> **YOUR INSTRUCTIONS**: Collect every line of the records below that contains the word "roof", paying attention to case.
** start **
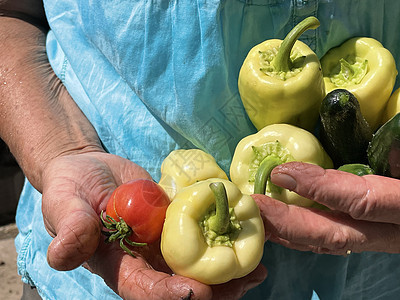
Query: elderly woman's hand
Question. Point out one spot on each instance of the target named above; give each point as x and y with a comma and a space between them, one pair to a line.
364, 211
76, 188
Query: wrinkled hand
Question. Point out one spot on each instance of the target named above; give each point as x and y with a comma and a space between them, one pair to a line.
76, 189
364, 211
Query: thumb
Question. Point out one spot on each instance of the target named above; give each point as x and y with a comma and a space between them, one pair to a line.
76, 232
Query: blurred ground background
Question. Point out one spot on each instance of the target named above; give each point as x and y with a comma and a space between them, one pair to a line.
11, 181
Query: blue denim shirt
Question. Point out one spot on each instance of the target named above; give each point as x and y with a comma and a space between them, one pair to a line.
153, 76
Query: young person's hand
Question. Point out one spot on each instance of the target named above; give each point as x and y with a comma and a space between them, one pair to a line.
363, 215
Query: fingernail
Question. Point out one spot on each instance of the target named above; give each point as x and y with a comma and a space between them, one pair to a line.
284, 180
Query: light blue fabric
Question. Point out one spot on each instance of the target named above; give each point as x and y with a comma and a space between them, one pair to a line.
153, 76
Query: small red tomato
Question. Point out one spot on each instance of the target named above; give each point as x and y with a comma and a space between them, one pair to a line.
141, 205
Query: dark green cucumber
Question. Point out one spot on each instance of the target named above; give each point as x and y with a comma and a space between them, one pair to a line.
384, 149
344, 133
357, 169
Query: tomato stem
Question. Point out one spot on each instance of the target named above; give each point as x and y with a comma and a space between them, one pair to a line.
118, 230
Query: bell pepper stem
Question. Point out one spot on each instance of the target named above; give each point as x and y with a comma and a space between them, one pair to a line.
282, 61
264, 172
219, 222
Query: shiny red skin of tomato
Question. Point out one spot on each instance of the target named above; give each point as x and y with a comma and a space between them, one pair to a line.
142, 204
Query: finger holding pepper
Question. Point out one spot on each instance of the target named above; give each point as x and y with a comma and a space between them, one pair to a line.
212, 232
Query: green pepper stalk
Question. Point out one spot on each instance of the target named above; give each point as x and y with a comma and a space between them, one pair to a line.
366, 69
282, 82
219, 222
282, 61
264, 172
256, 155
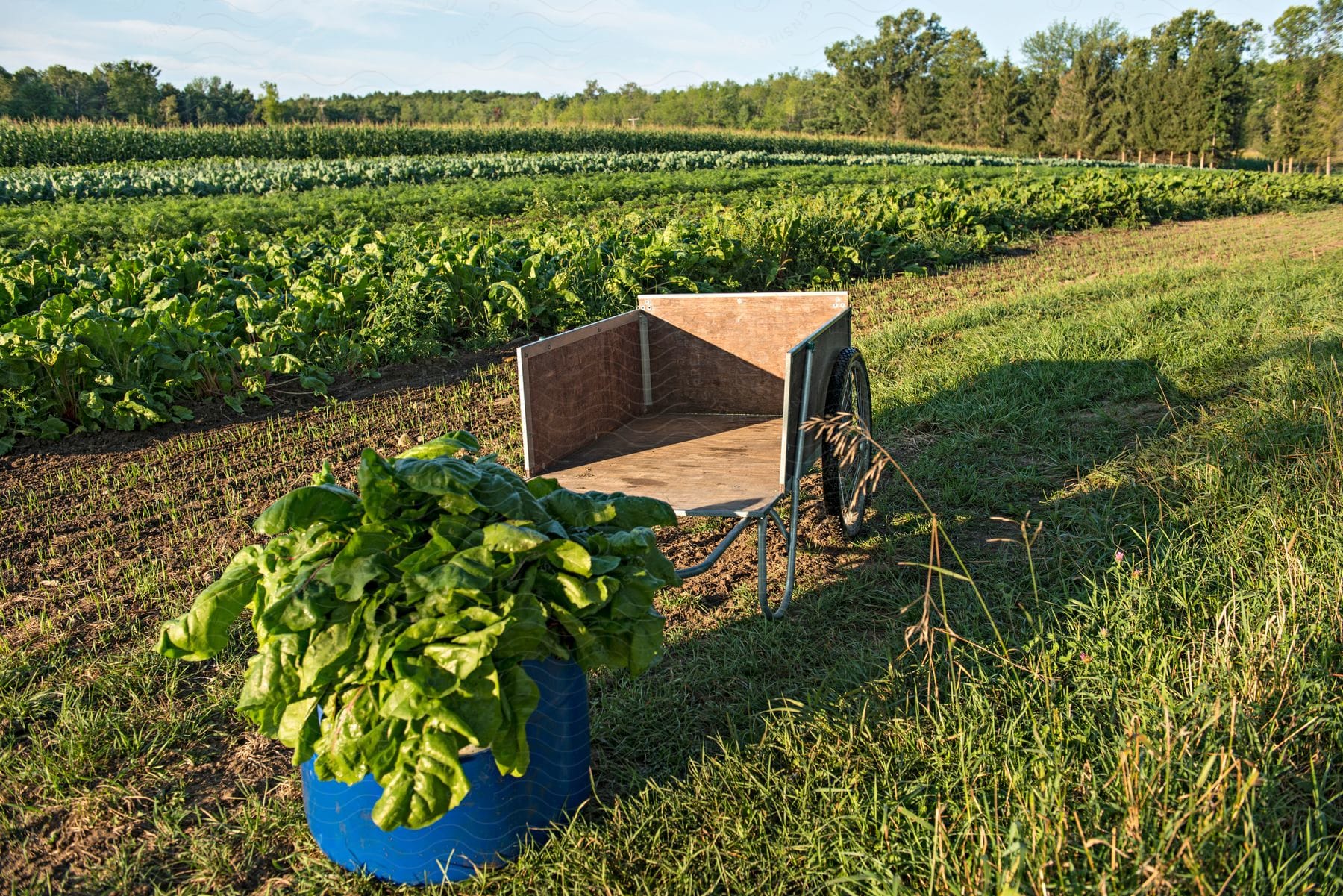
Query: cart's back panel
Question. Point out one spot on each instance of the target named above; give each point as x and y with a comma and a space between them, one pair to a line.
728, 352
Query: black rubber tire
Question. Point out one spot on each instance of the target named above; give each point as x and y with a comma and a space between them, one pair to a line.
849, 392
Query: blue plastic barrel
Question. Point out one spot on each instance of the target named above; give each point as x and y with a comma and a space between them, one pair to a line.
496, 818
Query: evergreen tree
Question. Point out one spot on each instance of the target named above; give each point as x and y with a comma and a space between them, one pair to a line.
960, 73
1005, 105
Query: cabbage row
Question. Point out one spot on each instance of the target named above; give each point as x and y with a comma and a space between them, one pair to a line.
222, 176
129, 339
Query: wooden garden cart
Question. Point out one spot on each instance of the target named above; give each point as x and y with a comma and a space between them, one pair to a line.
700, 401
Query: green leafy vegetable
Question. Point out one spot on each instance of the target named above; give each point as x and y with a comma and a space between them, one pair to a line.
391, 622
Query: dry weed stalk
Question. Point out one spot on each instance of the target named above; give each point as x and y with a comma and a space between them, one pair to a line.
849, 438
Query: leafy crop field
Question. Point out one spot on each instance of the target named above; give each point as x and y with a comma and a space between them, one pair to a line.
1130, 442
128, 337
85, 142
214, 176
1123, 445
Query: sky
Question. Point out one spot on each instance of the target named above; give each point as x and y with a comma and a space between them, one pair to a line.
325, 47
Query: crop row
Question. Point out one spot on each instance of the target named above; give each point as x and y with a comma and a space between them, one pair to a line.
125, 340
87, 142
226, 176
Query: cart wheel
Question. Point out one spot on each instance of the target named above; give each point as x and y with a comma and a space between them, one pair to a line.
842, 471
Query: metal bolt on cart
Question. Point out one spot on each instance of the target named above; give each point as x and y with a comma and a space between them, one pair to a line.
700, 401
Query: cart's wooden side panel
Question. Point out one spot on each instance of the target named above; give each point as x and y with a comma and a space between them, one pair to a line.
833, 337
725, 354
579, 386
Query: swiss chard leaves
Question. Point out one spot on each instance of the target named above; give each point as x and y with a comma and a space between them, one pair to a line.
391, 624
** end **
** start **
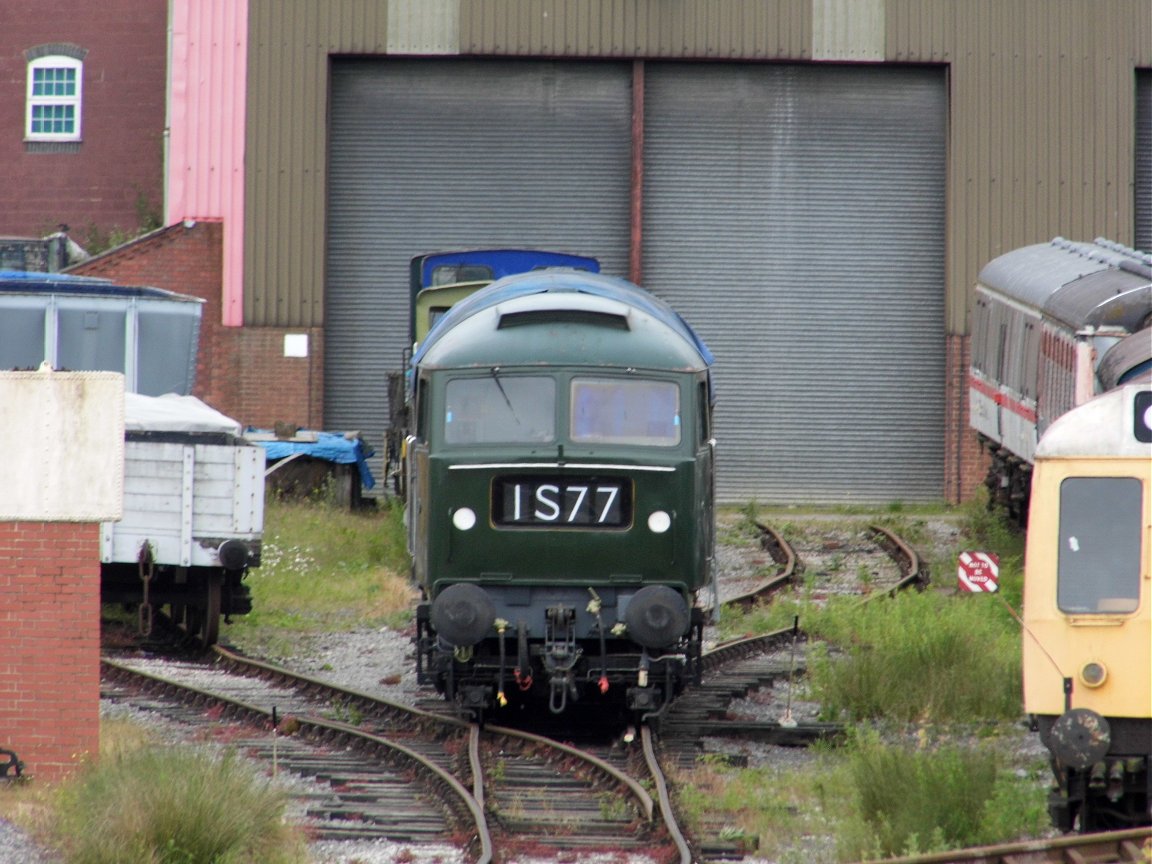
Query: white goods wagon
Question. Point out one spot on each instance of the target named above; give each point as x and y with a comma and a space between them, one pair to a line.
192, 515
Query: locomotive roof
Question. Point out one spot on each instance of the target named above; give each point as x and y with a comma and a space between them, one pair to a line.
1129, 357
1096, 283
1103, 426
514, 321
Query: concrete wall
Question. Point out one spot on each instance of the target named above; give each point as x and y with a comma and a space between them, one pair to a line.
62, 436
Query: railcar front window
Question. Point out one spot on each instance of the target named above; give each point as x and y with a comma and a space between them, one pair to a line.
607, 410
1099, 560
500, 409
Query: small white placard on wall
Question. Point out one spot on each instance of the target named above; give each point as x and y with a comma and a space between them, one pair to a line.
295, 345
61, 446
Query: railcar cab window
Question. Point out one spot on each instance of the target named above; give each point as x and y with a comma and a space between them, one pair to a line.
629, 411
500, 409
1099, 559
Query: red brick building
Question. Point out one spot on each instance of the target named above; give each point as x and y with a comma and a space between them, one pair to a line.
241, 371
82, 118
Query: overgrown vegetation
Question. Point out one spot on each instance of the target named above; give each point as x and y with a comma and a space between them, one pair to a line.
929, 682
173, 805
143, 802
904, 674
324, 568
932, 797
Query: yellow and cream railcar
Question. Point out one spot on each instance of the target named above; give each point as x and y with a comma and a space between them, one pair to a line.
** end **
** start **
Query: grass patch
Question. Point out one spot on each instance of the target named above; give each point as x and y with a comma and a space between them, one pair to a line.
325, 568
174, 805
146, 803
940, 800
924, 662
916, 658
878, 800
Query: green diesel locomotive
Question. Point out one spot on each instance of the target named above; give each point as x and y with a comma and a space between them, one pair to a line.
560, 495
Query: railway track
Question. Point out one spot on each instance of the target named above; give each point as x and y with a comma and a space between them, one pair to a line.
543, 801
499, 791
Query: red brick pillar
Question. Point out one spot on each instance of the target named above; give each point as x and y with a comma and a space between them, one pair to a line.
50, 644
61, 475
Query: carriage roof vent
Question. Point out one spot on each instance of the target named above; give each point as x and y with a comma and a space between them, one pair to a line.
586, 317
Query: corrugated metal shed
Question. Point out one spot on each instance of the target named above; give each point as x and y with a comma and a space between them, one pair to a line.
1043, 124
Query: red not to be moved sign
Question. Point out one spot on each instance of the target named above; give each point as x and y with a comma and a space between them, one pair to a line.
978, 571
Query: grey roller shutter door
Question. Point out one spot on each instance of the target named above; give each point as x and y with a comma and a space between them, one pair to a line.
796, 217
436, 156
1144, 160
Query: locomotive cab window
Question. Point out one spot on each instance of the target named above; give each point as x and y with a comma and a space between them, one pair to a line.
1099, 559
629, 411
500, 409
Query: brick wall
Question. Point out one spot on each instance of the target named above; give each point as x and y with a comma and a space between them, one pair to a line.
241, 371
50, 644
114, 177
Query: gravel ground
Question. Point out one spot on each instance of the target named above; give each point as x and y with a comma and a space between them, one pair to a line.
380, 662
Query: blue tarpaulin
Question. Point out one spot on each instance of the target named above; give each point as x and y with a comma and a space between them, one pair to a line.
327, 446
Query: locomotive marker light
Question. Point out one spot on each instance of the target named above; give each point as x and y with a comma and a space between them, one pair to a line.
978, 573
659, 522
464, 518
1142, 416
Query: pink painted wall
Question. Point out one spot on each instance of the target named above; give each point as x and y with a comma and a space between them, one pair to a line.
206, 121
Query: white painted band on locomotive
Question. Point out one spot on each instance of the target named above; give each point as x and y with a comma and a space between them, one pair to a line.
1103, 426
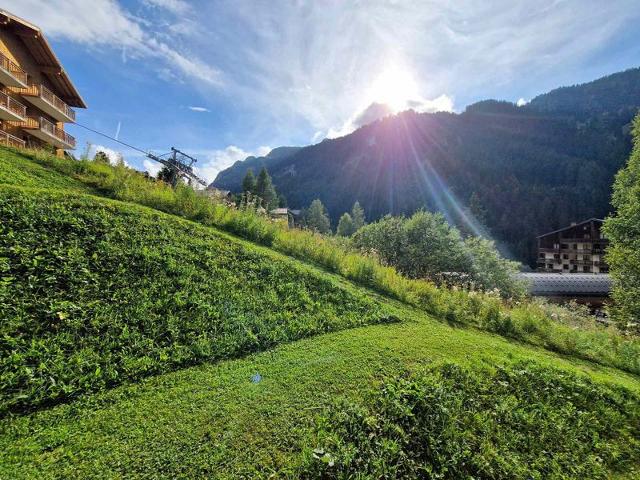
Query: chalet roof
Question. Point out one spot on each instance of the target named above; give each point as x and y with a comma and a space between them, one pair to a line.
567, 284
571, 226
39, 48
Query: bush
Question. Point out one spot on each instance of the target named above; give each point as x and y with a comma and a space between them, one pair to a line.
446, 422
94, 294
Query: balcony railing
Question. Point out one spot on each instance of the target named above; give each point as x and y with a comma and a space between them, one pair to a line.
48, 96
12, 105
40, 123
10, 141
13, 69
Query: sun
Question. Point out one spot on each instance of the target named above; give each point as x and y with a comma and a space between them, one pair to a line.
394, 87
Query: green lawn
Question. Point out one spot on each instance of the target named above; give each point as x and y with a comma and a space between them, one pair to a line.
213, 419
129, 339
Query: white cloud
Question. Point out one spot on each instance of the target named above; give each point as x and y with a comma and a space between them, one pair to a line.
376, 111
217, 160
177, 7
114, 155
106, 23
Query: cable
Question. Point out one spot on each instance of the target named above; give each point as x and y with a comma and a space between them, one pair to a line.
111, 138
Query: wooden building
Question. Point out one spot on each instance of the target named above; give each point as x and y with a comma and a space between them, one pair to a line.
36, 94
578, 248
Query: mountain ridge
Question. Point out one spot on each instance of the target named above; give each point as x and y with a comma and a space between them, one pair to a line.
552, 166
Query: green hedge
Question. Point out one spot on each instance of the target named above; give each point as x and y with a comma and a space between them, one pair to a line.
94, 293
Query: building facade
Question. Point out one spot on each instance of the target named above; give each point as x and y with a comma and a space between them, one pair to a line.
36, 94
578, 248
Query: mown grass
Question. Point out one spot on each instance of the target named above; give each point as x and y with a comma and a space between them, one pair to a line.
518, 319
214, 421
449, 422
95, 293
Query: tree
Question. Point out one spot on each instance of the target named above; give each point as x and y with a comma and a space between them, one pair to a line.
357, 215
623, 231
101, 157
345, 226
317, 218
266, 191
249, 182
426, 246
** end **
> **RESULT FOR THIS EXERCISE**:
Query: locomotive roof
Query: carriage roof vent
Query: chalet roof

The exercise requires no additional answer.